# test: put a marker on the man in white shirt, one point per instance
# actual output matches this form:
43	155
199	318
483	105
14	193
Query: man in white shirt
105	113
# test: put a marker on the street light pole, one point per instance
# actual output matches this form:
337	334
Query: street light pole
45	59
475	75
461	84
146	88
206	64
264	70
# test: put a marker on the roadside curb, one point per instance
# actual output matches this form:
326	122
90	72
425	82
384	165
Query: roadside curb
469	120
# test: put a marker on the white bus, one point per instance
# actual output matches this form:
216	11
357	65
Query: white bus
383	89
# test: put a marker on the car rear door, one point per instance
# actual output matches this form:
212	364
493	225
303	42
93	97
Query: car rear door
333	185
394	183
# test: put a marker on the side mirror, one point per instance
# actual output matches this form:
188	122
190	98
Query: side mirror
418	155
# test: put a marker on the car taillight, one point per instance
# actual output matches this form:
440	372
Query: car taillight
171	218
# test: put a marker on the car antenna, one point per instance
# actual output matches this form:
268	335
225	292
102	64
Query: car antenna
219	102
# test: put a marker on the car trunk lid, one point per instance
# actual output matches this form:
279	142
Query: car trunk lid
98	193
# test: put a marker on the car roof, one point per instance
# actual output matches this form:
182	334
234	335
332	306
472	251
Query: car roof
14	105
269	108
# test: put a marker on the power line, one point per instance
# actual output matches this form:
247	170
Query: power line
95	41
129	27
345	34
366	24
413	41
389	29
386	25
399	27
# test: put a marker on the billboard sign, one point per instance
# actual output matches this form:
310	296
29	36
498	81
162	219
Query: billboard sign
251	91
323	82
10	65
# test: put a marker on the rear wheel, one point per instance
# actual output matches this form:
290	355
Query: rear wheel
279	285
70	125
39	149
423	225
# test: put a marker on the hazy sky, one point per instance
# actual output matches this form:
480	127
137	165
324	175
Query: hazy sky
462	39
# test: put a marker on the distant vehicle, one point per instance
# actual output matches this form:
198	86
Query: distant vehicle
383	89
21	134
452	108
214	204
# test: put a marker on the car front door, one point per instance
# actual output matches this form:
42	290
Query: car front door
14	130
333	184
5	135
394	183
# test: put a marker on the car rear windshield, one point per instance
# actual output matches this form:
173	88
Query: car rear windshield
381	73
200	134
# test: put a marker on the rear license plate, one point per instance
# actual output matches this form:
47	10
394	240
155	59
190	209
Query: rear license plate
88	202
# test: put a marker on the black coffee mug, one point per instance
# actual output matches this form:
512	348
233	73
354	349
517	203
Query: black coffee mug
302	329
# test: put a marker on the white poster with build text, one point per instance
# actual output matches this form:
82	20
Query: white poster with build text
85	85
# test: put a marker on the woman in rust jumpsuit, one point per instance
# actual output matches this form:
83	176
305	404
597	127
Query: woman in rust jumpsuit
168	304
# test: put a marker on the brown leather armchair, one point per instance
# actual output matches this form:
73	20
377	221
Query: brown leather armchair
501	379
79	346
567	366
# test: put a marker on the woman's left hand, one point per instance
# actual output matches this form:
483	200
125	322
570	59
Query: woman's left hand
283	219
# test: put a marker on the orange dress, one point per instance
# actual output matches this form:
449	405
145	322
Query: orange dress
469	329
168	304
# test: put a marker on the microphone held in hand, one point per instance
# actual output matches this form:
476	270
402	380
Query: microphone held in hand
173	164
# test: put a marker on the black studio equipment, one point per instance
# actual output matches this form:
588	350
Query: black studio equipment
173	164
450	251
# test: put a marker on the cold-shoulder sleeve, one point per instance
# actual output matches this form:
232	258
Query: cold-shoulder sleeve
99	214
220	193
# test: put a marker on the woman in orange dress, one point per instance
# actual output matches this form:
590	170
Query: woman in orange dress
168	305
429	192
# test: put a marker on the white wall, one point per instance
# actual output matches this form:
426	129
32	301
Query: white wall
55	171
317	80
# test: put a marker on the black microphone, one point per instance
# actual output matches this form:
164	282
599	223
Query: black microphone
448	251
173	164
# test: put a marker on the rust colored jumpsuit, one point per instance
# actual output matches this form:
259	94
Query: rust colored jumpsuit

--

▶ [TASK DETAILS]
Reproduce all of the lines above without changing anything.

▶ [WRITTEN REPLY]
# test: put a marker on the man in white shirt, one point per instance
# actual output matches this form:
43	155
199	318
483	105
14	193
Query: man in white shirt
105	113
# test: put a marker on the street light pole, one point per instance
# actual output matches this form:
337	334
Query: street light pole
45	59
475	75
461	84
146	88
206	64
264	70
# test: put a marker on the roadside curb, one point per instance
# actual output matches this form:
326	122
90	72
425	82
384	165
Query: roadside curb
469	120
# test: put a marker on the white bus, one point per instance
# actual output matches this form:
216	11
357	65
Query: white bus
383	89
# test: put a marker on the car rear door, one point per instance
# actual output matches this form:
212	364
493	225
303	42
93	97
Query: car rear door
333	185
394	183
# test: put a marker on the side mirror, one point per instance
# actual output matches this form:
188	122
190	98
Query: side mirror
418	155
# test: put a marker on the car taillight, one point per instance
# actual output matches this form:
440	372
Query: car taillight
171	218
# test: put a marker on the car antenna, one point per instance
# actual output matches this form:
268	335
225	292
102	64
Query: car antenna
219	102
# test: put a marker on the car trunk lid, one point per instance
# actual output matches this form:
279	142
Query: car trunk lid
98	193
# test: put a marker on the car roof, one point per instance
# actual output matches this form:
182	334
234	335
332	306
472	251
Query: car roof
14	105
269	108
# test: put a marker on the power line, one point per instance
# actual output matches this form:
247	170
Query: power line
95	41
129	27
345	34
366	24
413	41
389	29
386	25
399	27
# test: put a marker on the billboard sign, one point per instance
# actual output matches this form:
310	296
29	36
498	81
162	219
Query: billboard sign
251	91
323	82
10	65
# test: put a marker on the rear wheel, one point per instance
# actual output matches this form:
290	355
Query: rear wheel
279	285
70	125
39	149
423	225
# test: put a marker on the hazy sky, one point per instance
# actual output matches this form:
480	127
137	165
324	175
Query: hazy sky
462	39
# test: put a marker on the distant vehicle, one point per instance
# actual output matches this form:
198	86
Query: distant vehicle
383	89
21	134
452	108
214	204
# test: put a marker on the car front door, one point per instance
# actual output matches this form:
42	290
Query: car front door
14	130
333	184
5	135
394	183
# test: put a marker on the car rear windshield, one point per instance
# actual output matches this form:
173	88
Query: car rear windshield
381	73
200	134
# test: put a marker on the rear license plate, one point per instance
# actual output matches this form:
47	10
394	240
155	59
190	209
Query: rear license plate
88	202
# test: put a marker on the black coffee mug, one point per instance
# actual output matches this form:
512	348
233	73
354	349
517	203
Query: black coffee mug
302	329
# test: put a marker on the white poster with build text, one point per instance
# actual output matches this form:
82	20
Query: white poster with build text
85	85
# test: put a marker on the woman in rust jumpsuit, one point per instance
# actual output matches this form:
83	176
305	404
597	127
Query: woman in rust jumpsuit
168	304
# test: put a marker on the brown leather armchair, one point per instance
# actual output matches this form:
73	20
377	221
Query: brown leather armchair
501	379
79	346
567	366
# test: put a marker on the woman's left hand, one point per instance
# actual output matches this form:
483	200
125	322
570	59
Query: woman's left hand
283	219
# test: put a marker on the orange dress, one point per instance
# actual output matches this form:
449	405
145	322
Query: orange dress
469	329
168	304
# test: put a marker on the microphone held in hand, one point per instance
# actual output matches this form:
476	270
402	380
Query: microphone held in hand
173	164
# test: put a marker on the black studio equipment, one point per instance
# actual output matches this form:
588	350
Query: black studio equipment
173	164
450	251
# test: put a marker on the cold-shoulder sleeve, one point per instance
# actual output matches this form:
232	258
Query: cold-shoulder sleeve
99	214
220	193
# test: put a marker on the woman in orange dress, one point per instance
# actual output matches this form:
590	170
Query: woman in orange dress
168	305
429	192
# test: put a marker on the white wall, one point per instance
# actual output matches this form:
426	129
32	301
Query: white wall
55	171
317	80
# test: put a marker on the black microphone, one point per instance
# actual output matches this form:
164	282
599	223
Query: black microphone
448	251
173	164
# test: put a marker on the rust colored jumpsuit, one point per instance
# actual output matches this form:
259	94
Query: rust colored jumpsuit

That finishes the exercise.